Given request. Rewrite the full listing below line for line, shifting every point coordinate in the answers up by 42, and leave out the pictures.
---
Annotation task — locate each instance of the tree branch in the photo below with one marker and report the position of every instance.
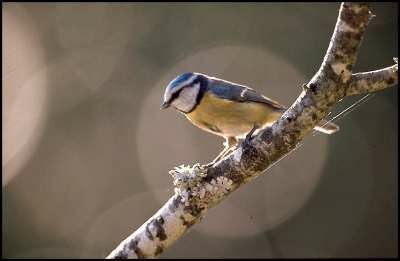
(372, 81)
(197, 188)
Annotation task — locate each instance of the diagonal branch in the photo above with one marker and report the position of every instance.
(372, 81)
(199, 188)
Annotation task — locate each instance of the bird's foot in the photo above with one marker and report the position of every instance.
(250, 134)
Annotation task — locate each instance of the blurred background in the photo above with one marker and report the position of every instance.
(86, 150)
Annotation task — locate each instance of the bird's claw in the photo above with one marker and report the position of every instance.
(249, 135)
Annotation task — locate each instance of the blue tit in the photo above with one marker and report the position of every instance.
(224, 108)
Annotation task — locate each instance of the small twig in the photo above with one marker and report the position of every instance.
(197, 189)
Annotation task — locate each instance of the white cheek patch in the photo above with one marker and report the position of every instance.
(187, 98)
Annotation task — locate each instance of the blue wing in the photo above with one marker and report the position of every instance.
(240, 93)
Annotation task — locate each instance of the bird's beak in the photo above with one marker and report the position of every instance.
(164, 105)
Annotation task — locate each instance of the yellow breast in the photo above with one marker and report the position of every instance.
(229, 118)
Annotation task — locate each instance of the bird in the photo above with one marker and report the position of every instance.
(230, 110)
---
Solution.
Annotation task — locate each instance of the tree branch in the photo below with one marker and report the position of every instance.
(414, 123)
(239, 230)
Annotation task — locate each instance of the diagonal branch in the photo above with one marker and report the position of every instance.
(414, 123)
(241, 230)
Annotation task — locate each instance of the bird's foot in the photo above with one marker and report the position of every instance.
(292, 176)
Annotation task — locate each instance of the blurred background in the photo above with one marker and report the position of every instance.
(128, 192)
Annotation task — locate each instance of the bird's claw in the photo above with one marker and report the position of every instance.
(291, 177)
Annotation task — locate each instance of the blue tit in the photo above with one marker and report the position of every instance.
(266, 150)
Annotation task — locate each instance of the small twig in the photo above with one marker and report the position of every instance.
(239, 231)
Annotation task — locate each instance of the white cheek patch in the photo above with one marker and report the position of every instance.
(229, 140)
Annotation task — locate each instance of the blue wing in the photo above with one marker and report the position of every instance.
(282, 135)
Annotation task — locate each instance of the bird's beak in the photo above with one marker and report the position of every instance.
(206, 147)
Annotation task — locate each instance of the yellow breast in the photo above with one marker and report the position of every instance.
(271, 160)
Annotation task — locate each instance of the bird in the photo above with one marker and report the position of every instance.
(272, 152)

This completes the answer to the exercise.